Below are the entries; output exactly the lines from the one containing "the black metal" through the final line, inclusive.

* start Provided data *

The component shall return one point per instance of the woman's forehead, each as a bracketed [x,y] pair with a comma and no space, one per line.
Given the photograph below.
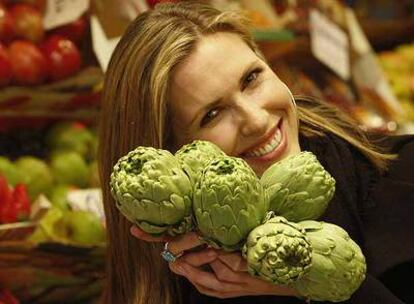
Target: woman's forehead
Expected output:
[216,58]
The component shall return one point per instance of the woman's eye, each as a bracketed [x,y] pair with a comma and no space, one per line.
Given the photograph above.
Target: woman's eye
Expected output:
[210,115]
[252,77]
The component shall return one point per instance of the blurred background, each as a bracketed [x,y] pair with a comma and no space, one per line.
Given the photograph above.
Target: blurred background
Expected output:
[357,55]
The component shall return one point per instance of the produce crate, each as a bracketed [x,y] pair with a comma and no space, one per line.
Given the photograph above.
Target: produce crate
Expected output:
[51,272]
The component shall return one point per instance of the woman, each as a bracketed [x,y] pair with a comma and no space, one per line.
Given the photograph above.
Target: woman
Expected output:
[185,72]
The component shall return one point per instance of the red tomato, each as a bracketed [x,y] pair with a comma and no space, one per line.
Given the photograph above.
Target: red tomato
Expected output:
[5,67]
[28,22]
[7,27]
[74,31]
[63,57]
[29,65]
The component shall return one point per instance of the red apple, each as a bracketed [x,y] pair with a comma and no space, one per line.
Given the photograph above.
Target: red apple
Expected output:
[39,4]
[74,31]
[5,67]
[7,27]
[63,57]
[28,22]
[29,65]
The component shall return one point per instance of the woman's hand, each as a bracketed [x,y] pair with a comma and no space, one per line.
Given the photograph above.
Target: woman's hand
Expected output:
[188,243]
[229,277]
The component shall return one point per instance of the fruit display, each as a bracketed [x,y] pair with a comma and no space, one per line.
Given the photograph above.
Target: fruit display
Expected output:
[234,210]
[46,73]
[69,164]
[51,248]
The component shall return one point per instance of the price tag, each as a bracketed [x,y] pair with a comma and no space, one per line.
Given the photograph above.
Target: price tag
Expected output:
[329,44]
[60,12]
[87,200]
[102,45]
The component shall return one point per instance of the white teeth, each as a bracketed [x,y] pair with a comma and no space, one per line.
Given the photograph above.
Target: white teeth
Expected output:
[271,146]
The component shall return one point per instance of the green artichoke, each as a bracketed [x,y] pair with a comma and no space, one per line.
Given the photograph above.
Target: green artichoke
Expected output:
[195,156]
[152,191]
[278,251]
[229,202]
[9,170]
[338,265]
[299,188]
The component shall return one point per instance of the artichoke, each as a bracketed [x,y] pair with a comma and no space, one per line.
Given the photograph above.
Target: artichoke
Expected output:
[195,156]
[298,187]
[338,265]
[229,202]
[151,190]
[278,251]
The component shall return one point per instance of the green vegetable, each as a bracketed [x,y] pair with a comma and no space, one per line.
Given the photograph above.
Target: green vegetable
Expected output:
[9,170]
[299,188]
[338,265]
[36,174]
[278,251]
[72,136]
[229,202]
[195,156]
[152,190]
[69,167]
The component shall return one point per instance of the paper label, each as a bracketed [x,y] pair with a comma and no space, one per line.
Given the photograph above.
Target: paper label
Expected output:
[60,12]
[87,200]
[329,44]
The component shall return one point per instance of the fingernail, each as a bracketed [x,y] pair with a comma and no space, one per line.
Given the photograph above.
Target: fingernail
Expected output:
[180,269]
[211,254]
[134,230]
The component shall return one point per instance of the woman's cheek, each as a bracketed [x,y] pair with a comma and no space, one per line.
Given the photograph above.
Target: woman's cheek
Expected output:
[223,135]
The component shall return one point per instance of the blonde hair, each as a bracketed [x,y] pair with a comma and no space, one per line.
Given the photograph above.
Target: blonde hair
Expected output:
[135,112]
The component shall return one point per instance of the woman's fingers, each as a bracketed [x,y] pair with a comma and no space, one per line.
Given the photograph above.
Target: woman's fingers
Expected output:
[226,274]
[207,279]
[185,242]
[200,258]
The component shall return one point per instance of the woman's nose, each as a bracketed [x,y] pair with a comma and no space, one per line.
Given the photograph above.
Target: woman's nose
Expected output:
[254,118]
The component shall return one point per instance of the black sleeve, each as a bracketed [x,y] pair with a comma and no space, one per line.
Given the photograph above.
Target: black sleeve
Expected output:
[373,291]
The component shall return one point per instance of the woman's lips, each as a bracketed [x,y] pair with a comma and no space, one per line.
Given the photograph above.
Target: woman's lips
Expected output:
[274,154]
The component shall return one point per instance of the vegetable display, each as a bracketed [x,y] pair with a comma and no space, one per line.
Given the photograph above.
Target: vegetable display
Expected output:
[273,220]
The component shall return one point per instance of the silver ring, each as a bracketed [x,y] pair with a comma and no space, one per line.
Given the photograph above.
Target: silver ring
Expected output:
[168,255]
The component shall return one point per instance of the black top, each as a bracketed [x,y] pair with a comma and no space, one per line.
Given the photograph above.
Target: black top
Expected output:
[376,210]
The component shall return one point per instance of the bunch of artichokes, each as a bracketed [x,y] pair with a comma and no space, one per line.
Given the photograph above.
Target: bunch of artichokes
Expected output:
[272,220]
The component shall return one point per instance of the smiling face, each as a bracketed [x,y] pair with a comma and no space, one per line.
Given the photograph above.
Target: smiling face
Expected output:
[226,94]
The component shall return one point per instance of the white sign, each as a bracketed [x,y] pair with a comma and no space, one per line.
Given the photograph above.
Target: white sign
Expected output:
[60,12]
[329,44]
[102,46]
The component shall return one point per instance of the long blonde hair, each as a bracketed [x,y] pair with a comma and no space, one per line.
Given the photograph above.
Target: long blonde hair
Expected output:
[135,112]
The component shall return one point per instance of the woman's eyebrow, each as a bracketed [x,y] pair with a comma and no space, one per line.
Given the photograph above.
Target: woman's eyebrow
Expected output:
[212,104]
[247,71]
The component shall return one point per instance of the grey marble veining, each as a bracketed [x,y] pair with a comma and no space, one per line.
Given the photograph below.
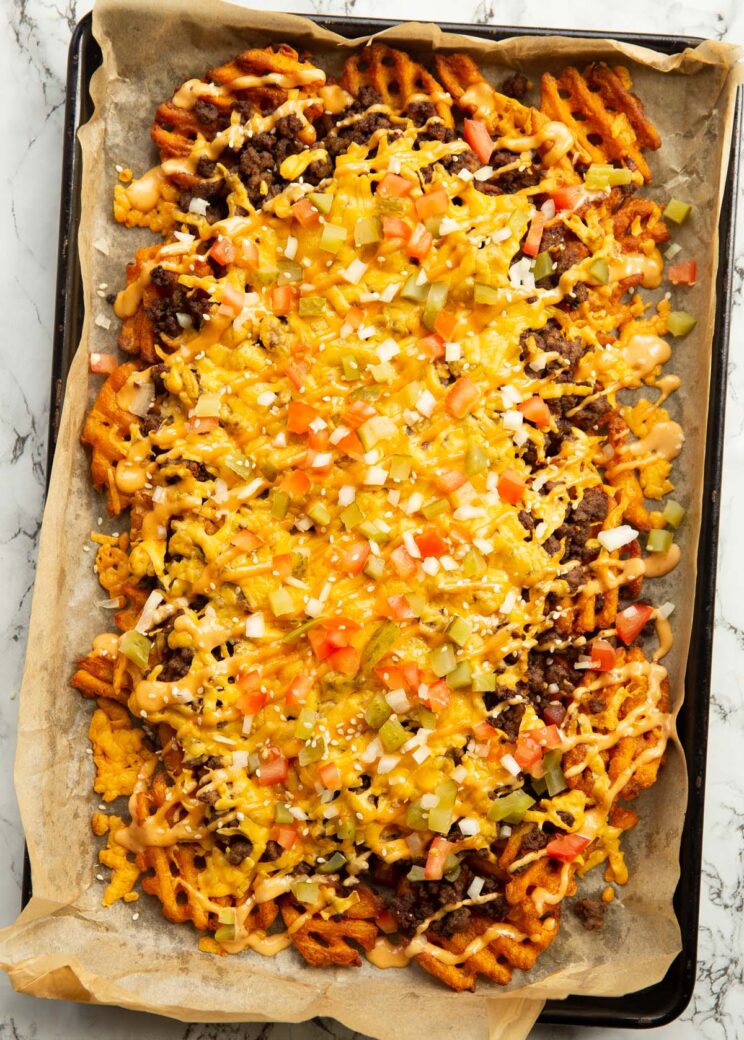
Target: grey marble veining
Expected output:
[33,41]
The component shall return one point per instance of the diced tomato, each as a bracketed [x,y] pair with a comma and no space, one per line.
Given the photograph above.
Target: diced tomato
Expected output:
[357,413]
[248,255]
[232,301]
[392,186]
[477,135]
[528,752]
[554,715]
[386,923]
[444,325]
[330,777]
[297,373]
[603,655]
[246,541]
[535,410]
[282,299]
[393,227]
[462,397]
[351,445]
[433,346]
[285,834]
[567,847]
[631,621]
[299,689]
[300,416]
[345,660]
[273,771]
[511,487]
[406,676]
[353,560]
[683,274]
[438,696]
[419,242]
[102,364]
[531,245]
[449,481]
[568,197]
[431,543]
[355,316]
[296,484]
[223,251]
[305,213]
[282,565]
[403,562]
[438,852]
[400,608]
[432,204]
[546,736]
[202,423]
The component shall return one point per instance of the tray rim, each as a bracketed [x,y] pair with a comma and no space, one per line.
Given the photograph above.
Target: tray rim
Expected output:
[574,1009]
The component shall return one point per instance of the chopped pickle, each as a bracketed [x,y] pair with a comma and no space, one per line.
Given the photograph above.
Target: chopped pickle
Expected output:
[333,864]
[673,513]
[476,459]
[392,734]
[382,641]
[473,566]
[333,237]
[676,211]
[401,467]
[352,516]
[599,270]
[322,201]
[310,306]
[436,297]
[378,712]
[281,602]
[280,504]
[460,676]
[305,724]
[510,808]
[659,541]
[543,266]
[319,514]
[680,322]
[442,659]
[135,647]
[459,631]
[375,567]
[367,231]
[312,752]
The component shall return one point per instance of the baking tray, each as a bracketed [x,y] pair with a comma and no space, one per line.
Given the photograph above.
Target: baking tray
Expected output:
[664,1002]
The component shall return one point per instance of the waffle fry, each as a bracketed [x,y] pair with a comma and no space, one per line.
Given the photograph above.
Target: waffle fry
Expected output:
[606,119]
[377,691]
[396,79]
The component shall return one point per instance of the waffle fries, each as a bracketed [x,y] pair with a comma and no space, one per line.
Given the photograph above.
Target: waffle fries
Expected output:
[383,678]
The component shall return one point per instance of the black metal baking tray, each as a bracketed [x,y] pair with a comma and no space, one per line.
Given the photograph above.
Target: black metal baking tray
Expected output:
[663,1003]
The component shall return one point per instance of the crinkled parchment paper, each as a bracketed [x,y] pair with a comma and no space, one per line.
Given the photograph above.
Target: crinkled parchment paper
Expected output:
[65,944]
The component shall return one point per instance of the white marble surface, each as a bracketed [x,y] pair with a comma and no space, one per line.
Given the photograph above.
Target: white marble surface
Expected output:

* end Provided data *

# [Solution to this task]
The component shall return one point per instance of the black metal baking tray, each as a bracketed [x,y] pair with a comma and no space, one per line.
Given the photograph above.
Target: black metal baking tray
Expected output:
[663,1003]
The component shall return one point per instance of the crinkled parchment paper, each as a bracketed [x,y] pair with a comma and no space, one per line.
Given the photograph above.
Target: crinkled parchment paper
Expected output:
[65,944]
The component shall return one point per instance of the white marble surface, each as a bracketed [x,y] pair with a comma and no space, one per line.
Given the photograph above.
Target: white marble surface
Expected output:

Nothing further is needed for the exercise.